--- Material provided ---

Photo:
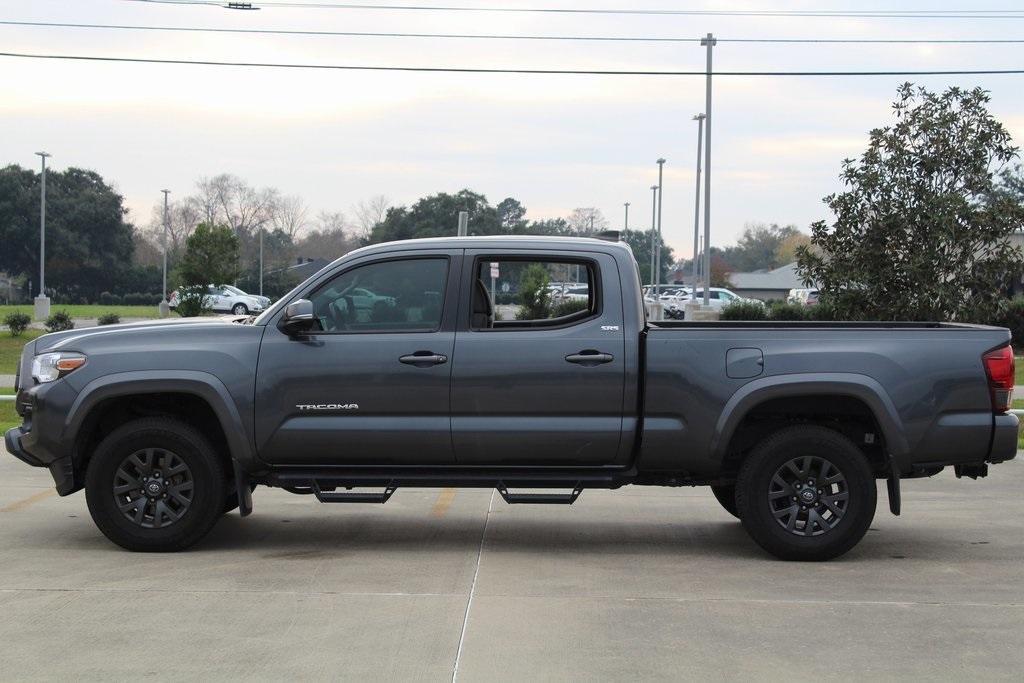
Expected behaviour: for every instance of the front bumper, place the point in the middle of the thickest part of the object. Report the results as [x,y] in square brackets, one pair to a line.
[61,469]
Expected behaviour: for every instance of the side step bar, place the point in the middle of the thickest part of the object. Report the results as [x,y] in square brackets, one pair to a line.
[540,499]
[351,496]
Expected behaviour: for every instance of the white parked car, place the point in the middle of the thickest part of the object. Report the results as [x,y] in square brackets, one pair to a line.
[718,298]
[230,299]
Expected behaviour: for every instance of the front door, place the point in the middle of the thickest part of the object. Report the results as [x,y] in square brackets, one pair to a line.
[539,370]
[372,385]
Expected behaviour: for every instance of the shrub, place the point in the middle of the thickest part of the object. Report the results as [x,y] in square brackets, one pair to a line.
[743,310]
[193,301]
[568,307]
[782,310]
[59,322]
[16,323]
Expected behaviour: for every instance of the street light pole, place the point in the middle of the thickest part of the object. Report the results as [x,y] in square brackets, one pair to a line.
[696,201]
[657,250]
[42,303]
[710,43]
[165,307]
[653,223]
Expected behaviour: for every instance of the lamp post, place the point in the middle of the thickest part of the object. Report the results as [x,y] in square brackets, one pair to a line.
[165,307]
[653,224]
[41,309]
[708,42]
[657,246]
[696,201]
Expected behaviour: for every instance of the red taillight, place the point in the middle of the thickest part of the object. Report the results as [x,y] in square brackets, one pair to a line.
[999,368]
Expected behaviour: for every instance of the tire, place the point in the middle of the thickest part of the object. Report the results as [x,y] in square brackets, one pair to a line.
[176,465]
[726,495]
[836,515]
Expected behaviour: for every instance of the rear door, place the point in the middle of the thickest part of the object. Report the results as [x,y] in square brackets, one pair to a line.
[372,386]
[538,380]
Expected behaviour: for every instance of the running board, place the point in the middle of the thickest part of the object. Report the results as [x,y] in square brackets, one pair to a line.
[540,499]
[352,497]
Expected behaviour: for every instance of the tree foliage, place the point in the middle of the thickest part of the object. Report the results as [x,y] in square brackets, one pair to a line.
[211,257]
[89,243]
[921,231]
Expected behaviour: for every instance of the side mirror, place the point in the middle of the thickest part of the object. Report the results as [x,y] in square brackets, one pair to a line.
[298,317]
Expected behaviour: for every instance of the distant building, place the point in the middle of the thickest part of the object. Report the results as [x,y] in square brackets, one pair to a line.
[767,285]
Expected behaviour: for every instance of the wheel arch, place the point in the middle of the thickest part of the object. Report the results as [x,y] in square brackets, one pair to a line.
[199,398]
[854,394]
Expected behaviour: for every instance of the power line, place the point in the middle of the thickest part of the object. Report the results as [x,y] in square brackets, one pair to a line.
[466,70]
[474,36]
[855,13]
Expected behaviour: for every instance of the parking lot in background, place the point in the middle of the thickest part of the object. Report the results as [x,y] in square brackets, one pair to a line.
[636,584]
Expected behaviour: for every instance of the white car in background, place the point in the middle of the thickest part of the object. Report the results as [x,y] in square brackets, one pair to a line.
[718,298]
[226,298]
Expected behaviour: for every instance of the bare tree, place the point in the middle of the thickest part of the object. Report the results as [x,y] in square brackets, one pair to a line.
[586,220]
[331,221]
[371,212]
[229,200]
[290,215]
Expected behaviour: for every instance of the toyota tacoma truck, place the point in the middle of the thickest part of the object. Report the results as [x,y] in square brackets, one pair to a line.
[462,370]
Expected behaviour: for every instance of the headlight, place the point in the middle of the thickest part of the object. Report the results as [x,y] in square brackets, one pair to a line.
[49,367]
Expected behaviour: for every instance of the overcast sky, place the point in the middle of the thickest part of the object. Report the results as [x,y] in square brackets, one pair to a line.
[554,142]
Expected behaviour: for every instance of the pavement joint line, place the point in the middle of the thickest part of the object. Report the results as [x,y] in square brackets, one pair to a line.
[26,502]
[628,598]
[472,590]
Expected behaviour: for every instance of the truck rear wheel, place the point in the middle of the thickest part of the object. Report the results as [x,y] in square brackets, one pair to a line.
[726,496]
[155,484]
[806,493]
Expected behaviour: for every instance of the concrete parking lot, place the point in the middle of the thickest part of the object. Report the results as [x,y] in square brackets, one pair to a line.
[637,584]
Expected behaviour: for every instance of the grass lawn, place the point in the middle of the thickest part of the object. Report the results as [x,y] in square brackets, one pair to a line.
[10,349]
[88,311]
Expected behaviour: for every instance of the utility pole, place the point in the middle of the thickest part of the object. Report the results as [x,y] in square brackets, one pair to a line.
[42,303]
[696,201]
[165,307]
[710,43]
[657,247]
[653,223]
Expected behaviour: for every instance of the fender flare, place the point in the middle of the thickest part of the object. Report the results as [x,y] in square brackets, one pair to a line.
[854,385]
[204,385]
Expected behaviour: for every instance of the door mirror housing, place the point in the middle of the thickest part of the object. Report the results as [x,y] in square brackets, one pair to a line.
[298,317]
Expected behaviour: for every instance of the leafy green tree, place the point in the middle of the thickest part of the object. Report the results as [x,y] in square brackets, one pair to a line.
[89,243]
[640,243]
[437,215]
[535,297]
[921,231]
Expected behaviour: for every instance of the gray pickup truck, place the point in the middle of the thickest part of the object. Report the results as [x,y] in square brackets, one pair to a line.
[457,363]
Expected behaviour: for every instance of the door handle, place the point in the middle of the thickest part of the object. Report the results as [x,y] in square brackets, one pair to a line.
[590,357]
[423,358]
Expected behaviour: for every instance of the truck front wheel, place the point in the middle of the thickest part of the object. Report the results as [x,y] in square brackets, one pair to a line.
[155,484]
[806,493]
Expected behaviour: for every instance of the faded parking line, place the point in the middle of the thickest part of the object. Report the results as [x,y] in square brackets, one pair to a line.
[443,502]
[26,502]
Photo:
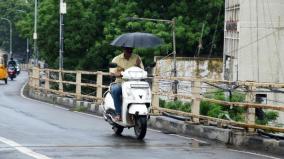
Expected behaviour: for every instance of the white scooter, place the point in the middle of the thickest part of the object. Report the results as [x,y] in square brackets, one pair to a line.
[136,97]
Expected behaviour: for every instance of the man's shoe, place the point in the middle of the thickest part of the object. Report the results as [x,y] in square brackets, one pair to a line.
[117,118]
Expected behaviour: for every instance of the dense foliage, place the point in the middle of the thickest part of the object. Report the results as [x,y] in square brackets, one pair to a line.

---

=== Set exercise ===
Every record above should come back exactly, but without its pictures.

=== The output ===
Photo:
Expected behaviour: for every instance of the front bumper, place the point in the middle of the thickest part of the object. Report the results as [x,y] in square brackets, one pair to a line.
[61,469]
Expected behaviour: for every instance of the side step bar, place the point in the middle of the thickest part of the object. Report the results as [x,y] in square brackets, one pair to a line.
[540,499]
[351,496]
Expected behaviour: for every instance of the white parked car, place the point in the middle of the thickest part of the object. Report the results as [x,y] in square brackets, one pair to a line.
[718,298]
[230,299]
Expected behaviour: for every instance of the front door, place the point in the middle of the thickest part of the object. Report the results as [x,y] in square brackets, one pair to a line.
[539,370]
[372,385]
Expected behaviour: for every instance of the shrub, place the point in the middle of the thickest part of the object. Report the results as [x,y] in square brackets, one pair to a line.
[743,310]
[193,301]
[568,307]
[782,310]
[59,322]
[16,323]
Expected behaviour: for every instance of the street light pole, place the point in the middle of the thickest part of the object. Report the results as [x,y] in square brackets, one pair to a line.
[696,201]
[657,250]
[42,303]
[710,43]
[165,307]
[653,223]
Expected behaviour: for every instance of the lamp post, place the point in the middle of the thickest part of the object. Report the results as [x,y] in square brackets, one pair to a line.
[165,307]
[653,224]
[41,309]
[708,42]
[657,246]
[696,201]
Expected behaviour: for every instance of the red taillight, place the point in the middle of the thickest part of the object. Report the results as [x,y] in square brackets, one pair to a line.
[999,368]
Expected behaviour: for every instance of the tire, place the point in the middle of the thickest part of the object. Report the results as [x,y] in square brackets, one pair to a line.
[176,465]
[726,495]
[836,515]
Expected behaviour: for every instance of the rear door, place the point in the middle of the thickest part of the object. Report the results as [x,y] in square brackets, one pair to a line.
[372,386]
[538,380]
Expected behaviour: for every instance of the running board, place the point in the middle of the thickest part of the object. Report the results as [x,y] in square brackets, one pair to a line.
[540,499]
[352,497]
Expected behaviour: for every instance of the tree foliage, place the point in the middle of the thickest part of the object. Report the results as [x,y] in square brackets, one pair to a line.
[211,257]
[89,243]
[921,231]
Expected behaviour: for every instance of the side mirror, place the point in the middle of the thickest part of the object. Report the results as [x,y] in square brackets, one pair to a line.
[298,317]
Expected behaviour: for every instance of the distant building, place the point in the middle of the thickest part of the object. Report the results as [x,y] in square brackets, one pair to a line.
[767,285]
Expected behaviour: for every instance of the wheel arch, place the point in the middle of the thickest part of the object. Report the results as [x,y] in square brackets, one pair to a line.
[199,398]
[854,394]
Expected behaviour: for every instance of the power line, place the point in the middle of the thickest part of the object. Report the results as [x,y] in square brackets, one pair to a line.
[466,70]
[474,36]
[855,13]
Expected behaviour: for every instance of the parking lot in background, place the point in the middle of the thickest part of the object. Report the results as [x,y] in square brackets, one pair to a line.
[636,584]
Expected behaviour: for every instance of the white car in background, place the point in the middle of the thickest part of the object. Report the results as [x,y] in square brackets, one pair to a line.
[718,298]
[226,298]
Expected behaviour: for every instance of the bare tree, place the point in the middle of the thickest part of the object. Report the results as [x,y] in square brackets, one pair to a line.
[586,220]
[331,221]
[371,212]
[229,200]
[290,215]
Expected behaviour: for every instance of the toyota tacoma truck, place the point in the middle of the thickest part of the object. Report the results as [x,y] in square brackets, one pair to a line.
[462,370]
Expected behaviour: for every instance of the headlight, place the point in the middle of the thickest part of the object. Report the results as [x,y] in square brackets, one pair to a line.
[49,367]
Expected behaviour: for every instance of the overcast sky, place the point in the middle of the thickest part of the object. Report the results as [x,y] in square brackets, one pair to a line.
[554,142]
Expected behaviour: for every instance of the pavement joint line, place the point in the middle of the thickest part of the object. Report the results as [x,y] in square brackets, one pair to a line.
[26,502]
[628,598]
[472,590]
Expected behaviour: for every instance of the truck rear wheel, place the point in the middle of the thickest part of the object. Report the results as [x,y] in square brackets, one pair to a line.
[726,496]
[155,484]
[806,493]
Expected behaviour: for every instance of the concrete parking lot, place the point in the middle of the thickest part of the object. Report the results as [x,y] in square brackets, one pair to a line.
[637,584]
Expected behaviour: for every instance of the grass lawn, place the point in the middle of the thickest part of the object. Report the results as [x,y] in square brackets, one pair to a line.
[10,349]
[88,311]
Expected behaviour: for every instance of the utility pole, place the point in the middle of the thickest part of the object. Report the results as [x,y] in square brackets, one pair to a line.
[42,303]
[696,201]
[165,307]
[710,43]
[657,247]
[653,223]
Expected behaviour: for every instance of the fender flare, place the point in the middle of the thickest part of the object. Report the results as [x,y] in square brackets, one pair to a line.
[854,385]
[204,385]
Expected behaviour: for every instance of the door mirror housing, place the point in the middle of the thickest part of the object. Report the results as [x,y] in square brackets, one pair to a line.
[298,317]
Expected behaviour: for every instance of the leafy green tree, place the point in the middle of the thickest part of the object. Report the results as [x,y] in square brackets, one pair to a line.
[89,243]
[640,243]
[437,215]
[535,297]
[921,231]
Expected behaviour: for every instance of the gray pickup truck, place the point in the middle of the thickest part of the object. Report the results as [x,y] in square brackets, one pair to a line.
[457,363]
Expected behaviour: for every instance of the door handle, place the point in the middle of the thickest part of the object. Report the results as [x,y] in square brackets, one pair to a line.
[590,357]
[423,358]
Expected behaviour: for every instance of the truck front wheel, place the point in the middle of the thickest part of the object. Report the results as [x,y] in square brackets, one pair to a line.
[155,484]
[806,493]
Expected behaviour: for every instance of the faded parking line, place the point in the middle of the thickest part of the object. Report the results as [x,y] in square brackets, one pair to a line.
[443,502]
[26,502]
Photo:
Expected behaviour: for every instance of the white scooter, place the point in the middle of the thickest part of the object. Report the results as [x,y] in square brackets, one pair to a line.
[136,97]
Expected behaviour: for every instance of the man's shoe, place the point in the middle of the thickest part of the object. Report the results as [x,y] in square brackets, one pair to a line.
[117,118]
Expected behaviour: for every instance of the dense foliage, place the point in the middle of the thickest part of the object. Report the results as [x,y] in square brackets, one pair to a line.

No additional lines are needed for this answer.